What you should do. Transcribe all the entries word for word, skipping the pictures.

Data for this task.
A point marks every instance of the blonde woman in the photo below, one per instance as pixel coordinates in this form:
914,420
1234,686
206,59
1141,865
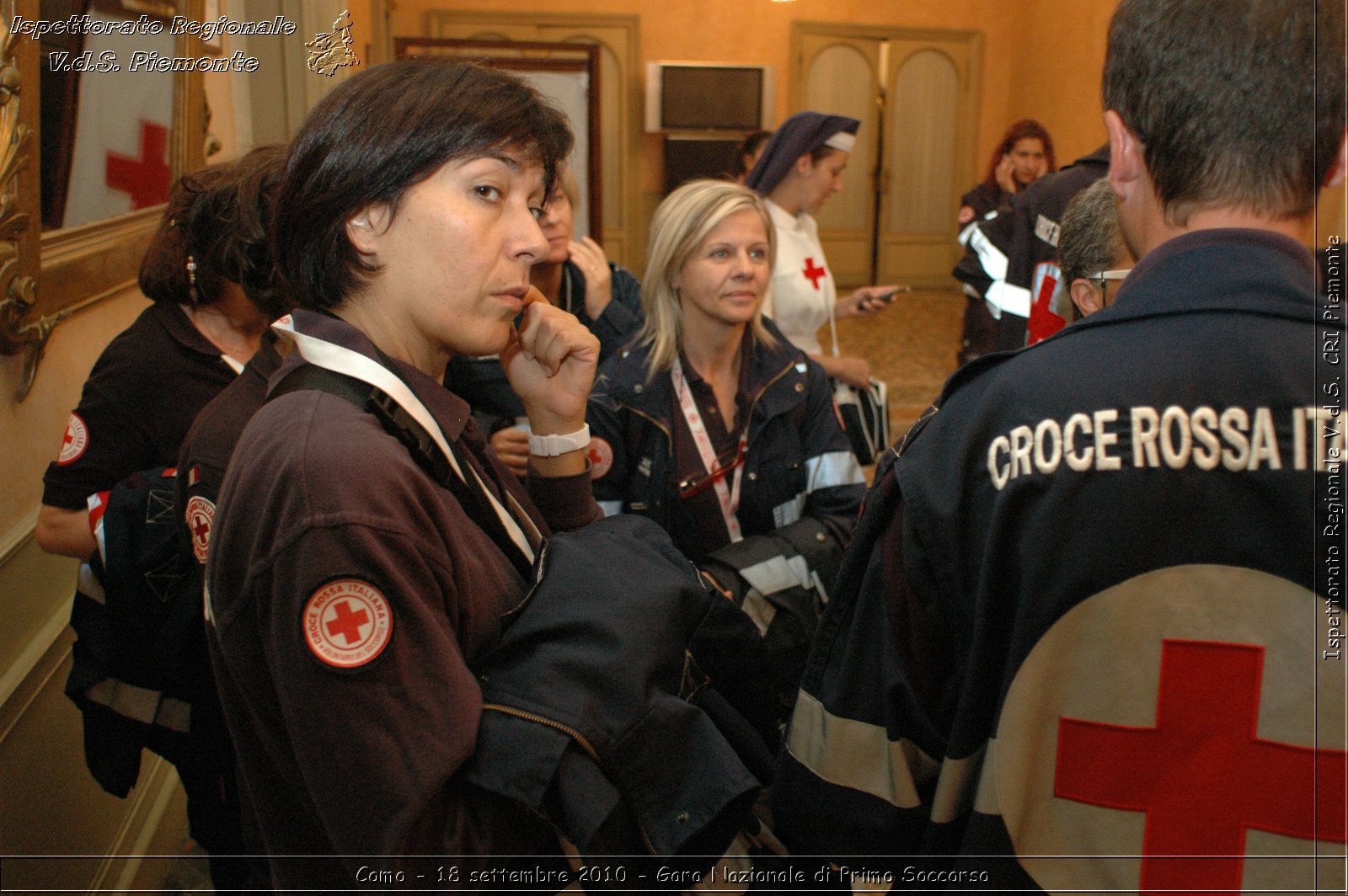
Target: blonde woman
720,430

Exercise result.
A point marks every instance of the blonde woman in the photo below, one per instance as pixel coordinates in this form:
914,420
1234,686
206,59
1141,865
Target: blonde woman
720,430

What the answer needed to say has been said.